• Texto em estudo

Página da Apple confirma atualizações futuras
Mensagem da Apple adiciona uma série de atrasos à sua própria IA (Imagem: Apple)

A porta-voz da Apple, Jacqueline Roy, deu uma declaração ao site Daring Fireball explicando esse processo. Ela citou que a Siri está mais conversacional e integrada ao ChatGPT, e que a empresa vem trabalhando para deixá-la do jeito que foi anunciada. Mas ela acrescenta: que “levará mais tempo do que pensávamos para entregar esses recursos e prevemos lançá-los no próximo ano”.

Esse é um caso bem icônico nos anúncios da Apple. A empresa já cancelou até mesmo produtos, como a base de carregamento AirPower. Mas esse é um produto completamente diferente, já que ela está demonstrando recursos que não estão prontos e até anunciando e lançando novos iPhones que foram feitos para o Apple Intelligence.

Qual o futuro da Siri?

A verdade é que a Apple não pode mais voltar atrás como fez na época do AirPower. A empresa já anunciou e demonstrou a nova Siri, além de promover seu assistente. E a concorrência está claramente mais forte: a Amazon revelou a Alexa+ recentemente, e a Samsung tem ampliado o Galaxy AI com o Google Gemini.

O iPhone 16 foi lançado como o celular “feito para o Apple Intelligence”, como a própria Apple tem citado. Esse é o principal recurso do celular, a inteligência artificial. E o principal destaque do Apple Intelligence é a nova Siri, que promete ser o assistente ideal e cada vez mais pessoal.

O argumento da Apple sobre os atrasos é que, de fato, os recursos da Siri para o Apple Intelligence e o iOS 18 ainda não estão prontos como previsto. E eles não querem lançar nada sem ter a certeza de que o público vai ter uma boa experiência.

Banner de divulgação do iPhone 16 com Apple Intelligence
O iPhone 16 foi feito para a IA, mas essa tecnologia ainda precisa evoluir (Imagem: Apple)

Mais recentemente, o conteúdo de uma reunião interna da Apple, que foi revelado pela Bloomberg, mostrou que Robby Walker, diretor sênior e supervisor de desenvolvimento da Siri, teria dito à equipe que esses atrasos foram feios e embaraçosos. Ele também teria dito que, especialmente porque a Apple promoveu a tecnologia antes de ficar pronta, a situação só piorou.

• Itens extraídos

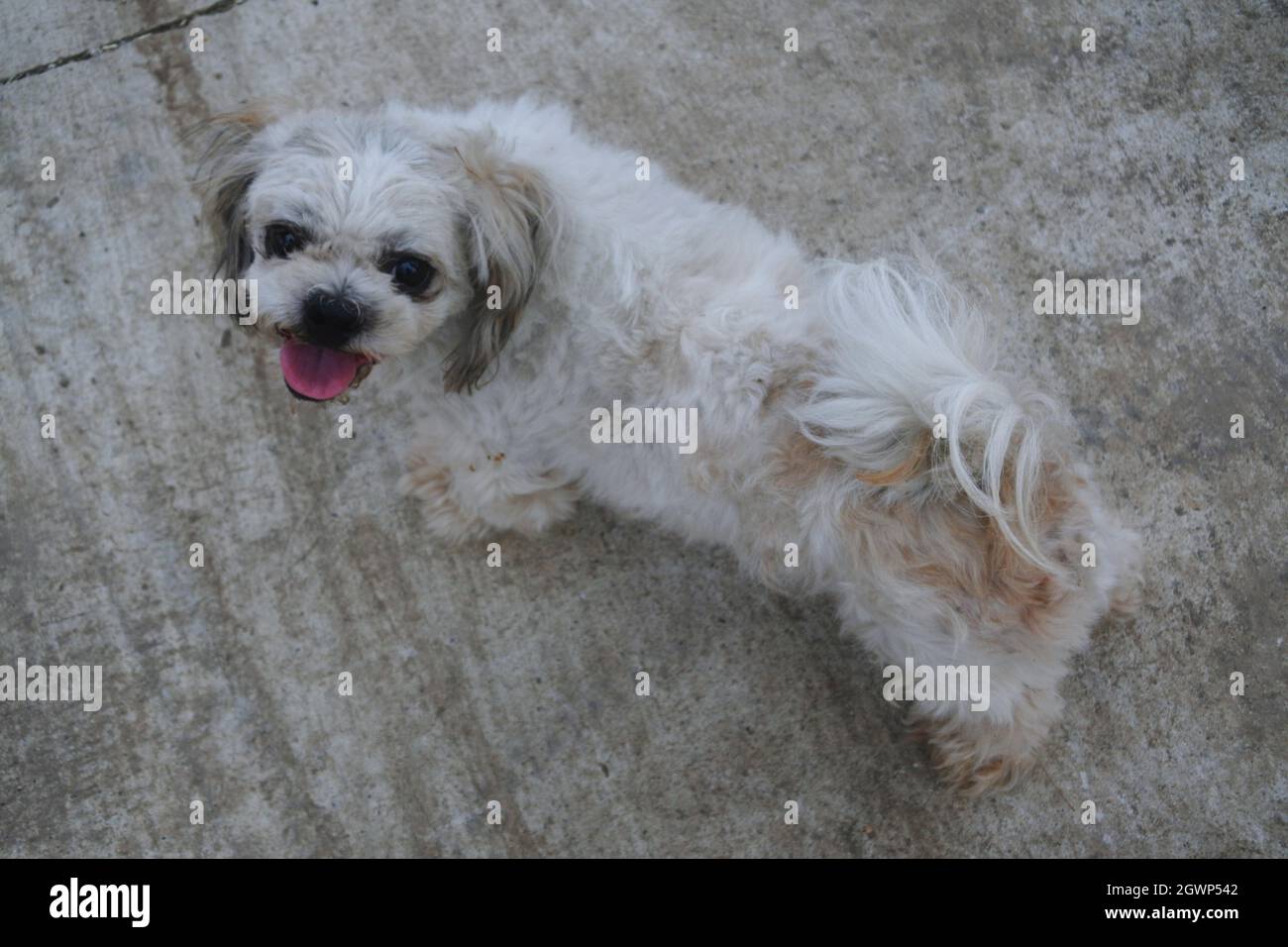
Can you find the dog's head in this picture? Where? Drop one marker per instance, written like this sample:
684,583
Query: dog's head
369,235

--

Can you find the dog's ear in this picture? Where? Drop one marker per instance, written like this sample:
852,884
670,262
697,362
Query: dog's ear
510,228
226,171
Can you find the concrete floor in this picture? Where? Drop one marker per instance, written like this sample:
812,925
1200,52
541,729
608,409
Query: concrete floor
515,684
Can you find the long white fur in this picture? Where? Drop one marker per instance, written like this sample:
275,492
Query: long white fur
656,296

--

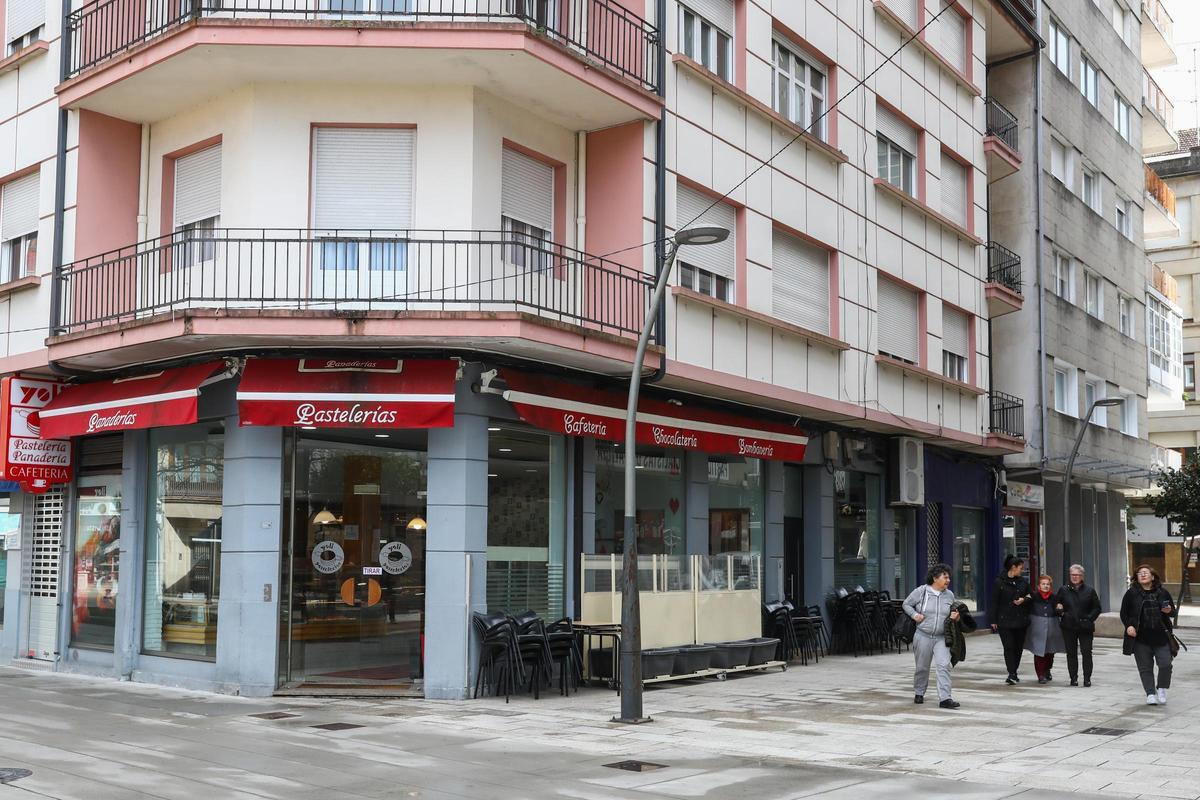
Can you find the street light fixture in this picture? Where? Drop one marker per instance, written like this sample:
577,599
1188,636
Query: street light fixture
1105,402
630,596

• Tarefa
No texto sobre os atrasos da Siri, qual produto a Apple já chegou a cancelar?

• Resposta
A base de carregamento AirPower.